◆ Short problem: Extract every entry word for word.

◆ Raw records:
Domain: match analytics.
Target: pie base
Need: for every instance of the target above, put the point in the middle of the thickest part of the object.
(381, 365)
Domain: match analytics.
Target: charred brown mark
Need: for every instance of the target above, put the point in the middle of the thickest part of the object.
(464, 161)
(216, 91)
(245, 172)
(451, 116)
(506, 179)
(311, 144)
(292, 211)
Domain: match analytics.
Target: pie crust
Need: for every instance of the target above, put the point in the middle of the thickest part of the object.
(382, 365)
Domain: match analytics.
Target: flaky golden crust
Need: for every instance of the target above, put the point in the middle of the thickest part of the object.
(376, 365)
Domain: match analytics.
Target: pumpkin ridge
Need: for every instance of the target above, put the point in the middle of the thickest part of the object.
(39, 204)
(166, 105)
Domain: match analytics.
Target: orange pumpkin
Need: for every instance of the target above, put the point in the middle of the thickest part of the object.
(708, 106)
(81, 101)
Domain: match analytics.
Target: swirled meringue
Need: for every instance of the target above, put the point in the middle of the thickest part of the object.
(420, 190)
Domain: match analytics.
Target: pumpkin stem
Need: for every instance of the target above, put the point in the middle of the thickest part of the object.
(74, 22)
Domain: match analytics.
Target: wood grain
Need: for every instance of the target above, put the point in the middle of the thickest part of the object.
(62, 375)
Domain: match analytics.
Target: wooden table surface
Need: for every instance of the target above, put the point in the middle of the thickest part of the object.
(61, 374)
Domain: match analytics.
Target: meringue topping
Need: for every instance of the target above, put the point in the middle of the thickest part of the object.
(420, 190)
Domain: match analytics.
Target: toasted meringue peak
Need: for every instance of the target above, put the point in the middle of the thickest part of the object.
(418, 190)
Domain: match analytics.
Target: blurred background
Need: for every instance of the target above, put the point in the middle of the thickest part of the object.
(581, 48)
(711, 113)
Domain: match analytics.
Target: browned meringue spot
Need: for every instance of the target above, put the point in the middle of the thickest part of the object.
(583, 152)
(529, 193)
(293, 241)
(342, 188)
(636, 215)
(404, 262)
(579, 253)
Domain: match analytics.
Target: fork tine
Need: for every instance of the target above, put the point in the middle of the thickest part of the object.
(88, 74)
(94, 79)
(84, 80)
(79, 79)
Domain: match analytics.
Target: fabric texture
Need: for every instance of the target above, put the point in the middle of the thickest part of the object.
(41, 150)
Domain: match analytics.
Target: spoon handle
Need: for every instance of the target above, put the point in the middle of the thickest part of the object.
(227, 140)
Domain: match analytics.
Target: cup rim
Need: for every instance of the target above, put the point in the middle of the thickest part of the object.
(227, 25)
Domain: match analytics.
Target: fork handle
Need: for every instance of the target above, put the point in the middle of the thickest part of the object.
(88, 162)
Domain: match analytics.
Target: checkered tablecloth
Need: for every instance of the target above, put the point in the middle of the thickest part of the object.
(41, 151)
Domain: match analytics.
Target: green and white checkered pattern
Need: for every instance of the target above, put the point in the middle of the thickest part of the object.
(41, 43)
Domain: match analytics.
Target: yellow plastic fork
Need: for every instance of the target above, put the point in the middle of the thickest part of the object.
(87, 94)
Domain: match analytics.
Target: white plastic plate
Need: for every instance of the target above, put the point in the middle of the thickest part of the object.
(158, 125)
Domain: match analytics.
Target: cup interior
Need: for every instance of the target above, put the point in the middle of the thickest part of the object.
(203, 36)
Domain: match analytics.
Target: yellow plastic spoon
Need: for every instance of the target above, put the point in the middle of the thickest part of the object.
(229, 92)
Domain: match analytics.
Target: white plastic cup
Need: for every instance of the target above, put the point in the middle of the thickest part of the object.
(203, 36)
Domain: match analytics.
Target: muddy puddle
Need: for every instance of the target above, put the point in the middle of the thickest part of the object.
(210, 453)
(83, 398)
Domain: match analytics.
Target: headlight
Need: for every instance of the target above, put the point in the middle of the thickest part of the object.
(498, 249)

◆ Answer to this exercise:
Domain: match analytics.
Target: pie base
Need: for every instance of the target above, put the point in the middle of the thickest part of the object.
(381, 365)
Domain: match analytics.
Target: charred brown mark
Need: for every instance of the target above, put the point in the middle of the thickest part of the object.
(464, 161)
(216, 91)
(245, 172)
(451, 116)
(506, 179)
(311, 144)
(292, 211)
Domain: match analytics.
Target: pie crust
Need: for every instance of the target above, put the point in the middle of the thickest part of the object.
(382, 365)
Domain: match analytics.
Target: flaky golden crust
Need: for every instance of the target above, put the point in the middle of the thickest part of the object.
(376, 365)
Domain: match analytics.
Target: pumpkin ridge
Need: for every instance of the target above, put the point in the middle of the thickest part of the object.
(39, 204)
(166, 105)
Domain: match analytics.
Target: orange pumpkin
Need: for every instance of the target above, put the point in the middle of the thickest part of the object.
(708, 106)
(81, 101)
Domain: match analytics.
Target: swirled meringue
Need: for every instance of the target above, put the point in the middle of the thickest part of the object.
(420, 190)
Domain: match analytics.
Target: pumpkin stem
Need: for every instance of the target above, put the point in the middle of the thickest part of the object.
(74, 22)
Domain: match analytics.
Target: wood grain
Need: for every instance of the target above, put the point in the middle of the thickest part of the object.
(62, 375)
Domain: match analytics.
Target: wooden table surface
Need: for every instance of the target above, put the point in the middle of the thickest part of the object.
(61, 374)
Domain: match analytics.
Target: meringue topping
Need: for every instance of the target above, put the point in the middle of the thickest part of the object.
(420, 190)
Domain: match analytics.
Target: toasted meringue peak
Need: for every instance of the target above, put the point in the middle of the thickest part of the object.
(418, 190)
Domain: match analytics.
Target: blurred background
Need: for every instance of the target above, put the point in the middle of the thickest part of the object.
(581, 48)
(711, 113)
Domain: match analytics.
Target: browned meringue spot
Need: for every instance of the target above, put the point in the middle of the thickest part of the object.
(583, 152)
(529, 193)
(293, 241)
(342, 188)
(636, 215)
(404, 262)
(579, 253)
Domain: match analytics.
Target: fork tine
Need: for every instance of the target above, put the point in the middle of the thickest part of the object.
(88, 74)
(94, 79)
(84, 80)
(79, 79)
Domain: match analytics.
Target: fabric texture
Need: for every instance of the target above, put the point in the middle of the thickest part of the object.
(41, 150)
Domain: match analytics.
Target: spoon handle
Need: for every instance of the target above, put the point in the middle of the thickest part of the object.
(227, 140)
Domain: match analytics.
Target: cup rim
Need: for every instance of the target above, put the point in the middle of the thickest part of the object.
(227, 25)
Domain: match analytics.
Target: fork handle
Need: for every instance of the target above, put the point in the middle of the thickest part of the object.
(88, 162)
Domain: match analytics.
Target: checkered tablecloth
Need: for every instance of the target above, put the point in the middle of the thickest part of the object.
(41, 151)
Domain: match analytics.
Target: green and white checkered pattern
Need: for every instance of the target above, put the point in the middle of the thickest part of the object.
(41, 43)
Domain: match analytics.
Target: yellow plastic fork
Need: for every instance of the target above, put the point in the middle of the thickest part of the object.
(87, 94)
Domain: match analytics.
Target: white plastic plate
Need: for every instance of the target above, put the point in the middle of the thickest part of the object.
(158, 125)
Domain: match analytics.
Target: cup interior
Need: for every instance of the target above, put the point in the middle of the thickest part of the object.
(203, 36)
Domain: match analytics.
Target: yellow plastic spoon
Need: for every instance of the target above, put the point in the middle of the thickest part of the object.
(229, 92)
Domain: match analytics.
Target: white plastic cup
Need: for every instance of the target above, put the point in the middle of the thickest part of the object.
(203, 36)
Domain: match analytics.
Target: muddy puddle
Need: for every instance of the target above, put the point in the middle of the thickest part of the object.
(210, 453)
(83, 398)
Domain: match analytics.
Target: headlight
Need: for every instance of the target above, put the point in the middle of the thickest part of the object.
(498, 249)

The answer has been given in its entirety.